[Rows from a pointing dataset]
■ ■ ■ ■
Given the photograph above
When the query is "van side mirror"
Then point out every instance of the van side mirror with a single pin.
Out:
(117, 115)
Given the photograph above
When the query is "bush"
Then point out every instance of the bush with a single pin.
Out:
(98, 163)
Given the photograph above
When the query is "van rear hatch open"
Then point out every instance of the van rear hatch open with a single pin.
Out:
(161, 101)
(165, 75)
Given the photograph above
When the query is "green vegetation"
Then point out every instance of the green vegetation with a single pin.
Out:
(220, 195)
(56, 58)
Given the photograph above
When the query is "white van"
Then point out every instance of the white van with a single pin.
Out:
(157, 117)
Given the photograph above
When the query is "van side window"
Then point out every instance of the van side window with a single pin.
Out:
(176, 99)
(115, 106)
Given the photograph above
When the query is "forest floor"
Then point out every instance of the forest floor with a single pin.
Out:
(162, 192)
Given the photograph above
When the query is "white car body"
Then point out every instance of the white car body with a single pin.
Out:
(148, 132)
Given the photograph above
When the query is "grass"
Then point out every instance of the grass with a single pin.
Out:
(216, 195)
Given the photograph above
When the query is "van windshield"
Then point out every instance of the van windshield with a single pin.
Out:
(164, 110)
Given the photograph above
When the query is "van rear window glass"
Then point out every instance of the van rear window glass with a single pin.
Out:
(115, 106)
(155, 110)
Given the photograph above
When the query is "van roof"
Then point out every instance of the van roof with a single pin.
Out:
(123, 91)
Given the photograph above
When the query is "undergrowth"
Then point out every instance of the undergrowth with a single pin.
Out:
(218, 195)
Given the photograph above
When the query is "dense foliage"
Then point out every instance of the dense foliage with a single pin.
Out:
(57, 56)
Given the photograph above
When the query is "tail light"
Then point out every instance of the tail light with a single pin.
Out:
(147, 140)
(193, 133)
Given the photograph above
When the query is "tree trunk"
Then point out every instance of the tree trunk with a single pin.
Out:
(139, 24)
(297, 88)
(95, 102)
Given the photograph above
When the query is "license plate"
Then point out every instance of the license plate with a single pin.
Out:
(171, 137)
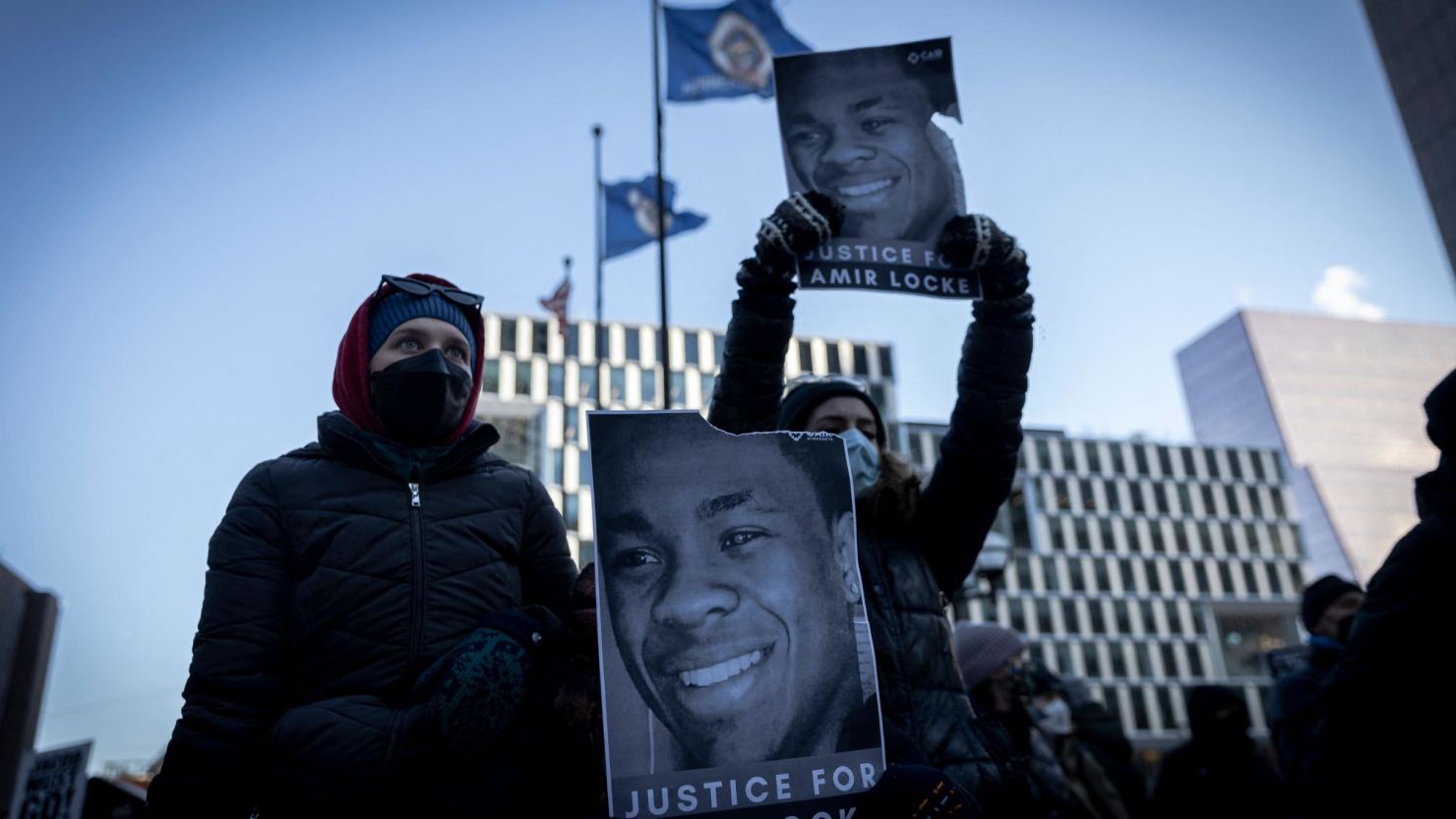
■ ■ ■ ■
### Your goal
Pull out each line above that contains the word "window", and copy every such line in full.

### Response to this task
When the query is "van side window"
Then point out every instance of the van side window with a single pin.
When the query is "van rear window glass"
Then point out every instance of the van rear window glass with a single pin.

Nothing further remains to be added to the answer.